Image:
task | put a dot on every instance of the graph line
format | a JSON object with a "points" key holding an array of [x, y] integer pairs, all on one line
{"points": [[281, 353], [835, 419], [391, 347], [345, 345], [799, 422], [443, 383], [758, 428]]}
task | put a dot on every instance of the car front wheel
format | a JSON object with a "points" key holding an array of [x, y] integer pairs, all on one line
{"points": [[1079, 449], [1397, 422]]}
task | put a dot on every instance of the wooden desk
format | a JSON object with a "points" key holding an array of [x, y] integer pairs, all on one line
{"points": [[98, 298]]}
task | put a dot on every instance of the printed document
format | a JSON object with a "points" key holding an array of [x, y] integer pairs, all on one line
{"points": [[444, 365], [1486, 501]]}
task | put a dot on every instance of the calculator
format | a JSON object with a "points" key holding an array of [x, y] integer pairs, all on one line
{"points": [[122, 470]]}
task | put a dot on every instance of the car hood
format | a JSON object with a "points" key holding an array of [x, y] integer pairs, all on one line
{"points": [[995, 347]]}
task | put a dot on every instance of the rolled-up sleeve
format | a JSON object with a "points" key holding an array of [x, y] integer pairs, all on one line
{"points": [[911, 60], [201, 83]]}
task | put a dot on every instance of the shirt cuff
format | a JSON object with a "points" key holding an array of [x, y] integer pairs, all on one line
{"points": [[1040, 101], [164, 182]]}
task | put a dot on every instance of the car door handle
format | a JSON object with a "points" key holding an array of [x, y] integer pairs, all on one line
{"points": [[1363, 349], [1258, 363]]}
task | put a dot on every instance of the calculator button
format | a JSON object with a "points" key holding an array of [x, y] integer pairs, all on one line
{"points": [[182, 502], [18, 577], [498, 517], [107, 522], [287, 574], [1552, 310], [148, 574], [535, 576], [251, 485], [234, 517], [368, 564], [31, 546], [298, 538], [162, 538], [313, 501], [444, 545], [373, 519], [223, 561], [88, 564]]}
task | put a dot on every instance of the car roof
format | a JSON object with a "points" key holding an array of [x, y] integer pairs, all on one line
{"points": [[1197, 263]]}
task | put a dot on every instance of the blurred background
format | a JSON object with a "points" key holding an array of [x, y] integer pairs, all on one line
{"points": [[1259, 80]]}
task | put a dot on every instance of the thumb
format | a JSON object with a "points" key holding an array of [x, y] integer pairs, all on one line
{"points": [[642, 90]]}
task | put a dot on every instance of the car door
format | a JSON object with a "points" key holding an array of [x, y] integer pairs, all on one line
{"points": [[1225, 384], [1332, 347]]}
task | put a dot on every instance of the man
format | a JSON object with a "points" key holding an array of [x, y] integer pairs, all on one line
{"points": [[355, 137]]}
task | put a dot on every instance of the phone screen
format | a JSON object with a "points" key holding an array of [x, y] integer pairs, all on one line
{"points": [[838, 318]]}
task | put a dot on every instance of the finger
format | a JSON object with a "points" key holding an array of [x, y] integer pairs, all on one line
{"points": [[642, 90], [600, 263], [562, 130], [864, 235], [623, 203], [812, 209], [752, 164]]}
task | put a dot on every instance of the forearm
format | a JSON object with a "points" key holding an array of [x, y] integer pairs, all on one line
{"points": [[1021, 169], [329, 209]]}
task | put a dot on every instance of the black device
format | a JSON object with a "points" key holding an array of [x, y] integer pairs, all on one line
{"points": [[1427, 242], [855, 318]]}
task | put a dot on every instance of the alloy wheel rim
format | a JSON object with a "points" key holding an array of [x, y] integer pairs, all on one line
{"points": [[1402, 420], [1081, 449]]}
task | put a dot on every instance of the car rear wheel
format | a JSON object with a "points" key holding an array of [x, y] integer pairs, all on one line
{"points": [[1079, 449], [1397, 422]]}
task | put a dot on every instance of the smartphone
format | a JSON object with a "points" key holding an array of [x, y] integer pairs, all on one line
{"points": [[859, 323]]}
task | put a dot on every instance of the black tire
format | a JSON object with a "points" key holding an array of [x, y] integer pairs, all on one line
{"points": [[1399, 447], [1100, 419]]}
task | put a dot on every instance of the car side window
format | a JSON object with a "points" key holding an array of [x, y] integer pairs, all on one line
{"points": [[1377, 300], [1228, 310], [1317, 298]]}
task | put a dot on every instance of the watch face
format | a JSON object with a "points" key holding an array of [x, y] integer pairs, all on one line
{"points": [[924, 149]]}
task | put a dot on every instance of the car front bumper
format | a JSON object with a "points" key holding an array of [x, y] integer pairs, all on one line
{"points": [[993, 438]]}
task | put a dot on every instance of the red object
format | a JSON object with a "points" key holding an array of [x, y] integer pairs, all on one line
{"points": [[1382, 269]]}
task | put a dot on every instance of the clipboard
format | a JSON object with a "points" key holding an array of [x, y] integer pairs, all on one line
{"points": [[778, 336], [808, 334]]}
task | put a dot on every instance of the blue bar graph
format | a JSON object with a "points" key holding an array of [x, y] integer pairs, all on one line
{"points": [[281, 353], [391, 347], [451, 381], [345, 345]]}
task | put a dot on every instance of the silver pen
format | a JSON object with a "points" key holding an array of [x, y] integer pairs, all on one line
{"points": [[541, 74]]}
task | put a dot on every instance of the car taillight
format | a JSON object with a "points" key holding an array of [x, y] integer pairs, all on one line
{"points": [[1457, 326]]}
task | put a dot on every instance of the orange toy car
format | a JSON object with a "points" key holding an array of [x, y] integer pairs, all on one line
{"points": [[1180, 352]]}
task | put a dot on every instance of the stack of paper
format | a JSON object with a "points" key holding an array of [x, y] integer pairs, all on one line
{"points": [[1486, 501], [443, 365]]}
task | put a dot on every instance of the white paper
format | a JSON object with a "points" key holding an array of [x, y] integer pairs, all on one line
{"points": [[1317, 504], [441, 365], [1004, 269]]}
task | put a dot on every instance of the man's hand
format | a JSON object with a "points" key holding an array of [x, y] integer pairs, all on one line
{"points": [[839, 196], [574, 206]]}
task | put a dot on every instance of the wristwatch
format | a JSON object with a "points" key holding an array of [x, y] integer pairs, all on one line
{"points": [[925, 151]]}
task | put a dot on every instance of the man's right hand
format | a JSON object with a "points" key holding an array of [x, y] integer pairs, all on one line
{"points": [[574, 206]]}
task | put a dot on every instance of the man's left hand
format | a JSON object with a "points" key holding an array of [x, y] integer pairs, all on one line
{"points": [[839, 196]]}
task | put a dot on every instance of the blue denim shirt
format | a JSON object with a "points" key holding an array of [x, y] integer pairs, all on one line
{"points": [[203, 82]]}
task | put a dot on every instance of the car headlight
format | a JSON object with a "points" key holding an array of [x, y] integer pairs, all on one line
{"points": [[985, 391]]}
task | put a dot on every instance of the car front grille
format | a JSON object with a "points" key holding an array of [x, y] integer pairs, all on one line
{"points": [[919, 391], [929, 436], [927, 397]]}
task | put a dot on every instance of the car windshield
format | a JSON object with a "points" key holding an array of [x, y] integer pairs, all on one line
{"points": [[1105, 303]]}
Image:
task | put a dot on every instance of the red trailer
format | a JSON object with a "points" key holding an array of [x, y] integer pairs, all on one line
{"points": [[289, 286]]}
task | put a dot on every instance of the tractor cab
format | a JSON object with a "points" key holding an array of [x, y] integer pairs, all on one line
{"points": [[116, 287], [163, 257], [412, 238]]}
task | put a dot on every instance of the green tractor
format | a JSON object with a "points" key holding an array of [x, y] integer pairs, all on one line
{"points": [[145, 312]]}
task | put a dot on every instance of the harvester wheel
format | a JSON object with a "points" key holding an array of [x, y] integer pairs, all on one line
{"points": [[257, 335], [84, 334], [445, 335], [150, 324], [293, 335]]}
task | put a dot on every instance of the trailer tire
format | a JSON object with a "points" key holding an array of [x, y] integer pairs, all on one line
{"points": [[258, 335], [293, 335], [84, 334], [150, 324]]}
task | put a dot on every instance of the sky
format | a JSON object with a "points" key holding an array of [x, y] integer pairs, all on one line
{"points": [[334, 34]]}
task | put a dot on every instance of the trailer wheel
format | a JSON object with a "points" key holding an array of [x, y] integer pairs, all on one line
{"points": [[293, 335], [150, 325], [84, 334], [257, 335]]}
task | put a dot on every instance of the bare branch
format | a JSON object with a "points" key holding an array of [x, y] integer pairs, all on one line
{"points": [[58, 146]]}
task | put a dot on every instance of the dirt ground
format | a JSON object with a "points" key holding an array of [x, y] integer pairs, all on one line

____________

WHAT THE TASK ASKS: Set down exactly what runs from the line with "the trailer tire" to the last line of the data above, including both of those lines and no others.

WORKED ANSWER:
task | put a dot on every instance of the trailer tire
format | a JSON object with a "points" key holding an array of [x, y] integer pairs, all on one line
{"points": [[258, 335], [293, 335], [84, 334], [150, 324]]}
task | put a dot on every instance of the sky
format | a JSON object with a "points" key holding an array of [x, y] integer pairs, all on one line
{"points": [[334, 34]]}
task | put a dot on every instance of the trailer wheel
format | a JSON object with a "points" key holding an array of [x, y] integer pairs, all on one line
{"points": [[293, 335], [150, 325], [84, 334], [257, 335]]}
task | put a dot on every instance of the bare branch
format | a JSON object with a "points" key holding an array of [x, y] integer pairs, all on one line
{"points": [[58, 146]]}
task | put a dot on every instance of the dirt ground
format | a JSON object with a "points" key holding an array of [x, y] integer pairs, all on one line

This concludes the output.